* EXERCISE PROMPT *
Word for word, give every line of the listing again.

* RECORDS FOR THIS EXERCISE *
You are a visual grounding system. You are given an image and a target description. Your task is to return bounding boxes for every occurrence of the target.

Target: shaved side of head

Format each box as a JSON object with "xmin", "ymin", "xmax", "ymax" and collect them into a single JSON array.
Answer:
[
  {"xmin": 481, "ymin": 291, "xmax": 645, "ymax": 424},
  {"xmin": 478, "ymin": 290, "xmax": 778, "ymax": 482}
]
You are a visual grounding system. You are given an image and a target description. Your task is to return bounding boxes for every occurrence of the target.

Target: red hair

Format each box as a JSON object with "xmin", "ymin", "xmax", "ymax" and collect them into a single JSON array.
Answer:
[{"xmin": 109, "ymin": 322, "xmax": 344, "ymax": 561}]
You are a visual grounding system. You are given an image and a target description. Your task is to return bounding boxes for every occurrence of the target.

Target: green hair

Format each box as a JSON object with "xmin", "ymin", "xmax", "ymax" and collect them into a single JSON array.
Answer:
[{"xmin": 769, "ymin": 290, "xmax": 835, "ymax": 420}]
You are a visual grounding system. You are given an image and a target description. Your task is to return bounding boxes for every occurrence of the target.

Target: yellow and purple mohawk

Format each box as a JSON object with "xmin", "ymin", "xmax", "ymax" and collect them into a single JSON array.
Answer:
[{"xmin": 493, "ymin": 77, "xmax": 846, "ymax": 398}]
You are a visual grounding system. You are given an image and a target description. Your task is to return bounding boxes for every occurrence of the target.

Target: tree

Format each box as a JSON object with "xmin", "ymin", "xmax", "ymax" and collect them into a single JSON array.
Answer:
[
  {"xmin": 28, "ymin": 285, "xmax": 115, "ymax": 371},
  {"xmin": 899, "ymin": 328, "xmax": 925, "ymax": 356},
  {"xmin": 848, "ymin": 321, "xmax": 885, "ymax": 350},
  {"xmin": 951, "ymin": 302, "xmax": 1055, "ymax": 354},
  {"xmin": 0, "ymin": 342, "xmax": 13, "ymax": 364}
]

* THE ANSWER *
You are a visual grounding system. You are given an image and a target description. Your task is to return bounding boxes for every occurrence of the target.

Target: shaved side of head

Format each box as a JSON object with "xmin", "ymin", "xmax", "ymax" and collect them into a single JSON array.
Answer:
[
  {"xmin": 481, "ymin": 291, "xmax": 645, "ymax": 424},
  {"xmin": 478, "ymin": 290, "xmax": 778, "ymax": 482}
]
You are a visual grounding system. You are given an image and a target description. Your task is to return bounding boxes for every occurrence of the target.

Target: red hair

Format each box as a JSON object with "xmin", "ymin", "xmax", "ymax" and collect them into a single JSON array.
Answer:
[{"xmin": 109, "ymin": 322, "xmax": 344, "ymax": 561}]
You are a visual grounding system. You are given an image and a target description. Your task is to return bounding boxes for every occurrence of the target.

Target: green hair

Format each box as a JSON object with "xmin", "ymin", "xmax", "ymax" and collect them into a single JSON array.
Answer:
[{"xmin": 769, "ymin": 290, "xmax": 835, "ymax": 420}]
You are a visual grounding system. You are given an image and a target description. Your task is to return bounding boxes for every occurrence of the target.

Target: yellow and purple mohawk

Format each box as a JSON object with "xmin", "ymin", "xmax", "ymax" and collect them into a single JSON array.
Answer:
[{"xmin": 493, "ymin": 77, "xmax": 846, "ymax": 398}]
You are a visual grounding system. You are given an image and a target description. Your task is to return bounding boxes for every occurrence of the target.

Target: tree

Format each box as a JSON object with "xmin", "ymin", "xmax", "ymax" and collect them into a single JSON array.
Answer:
[
  {"xmin": 28, "ymin": 285, "xmax": 115, "ymax": 371},
  {"xmin": 899, "ymin": 328, "xmax": 925, "ymax": 356},
  {"xmin": 848, "ymin": 321, "xmax": 885, "ymax": 350},
  {"xmin": 951, "ymin": 302, "xmax": 1055, "ymax": 354},
  {"xmin": 0, "ymin": 342, "xmax": 13, "ymax": 364}
]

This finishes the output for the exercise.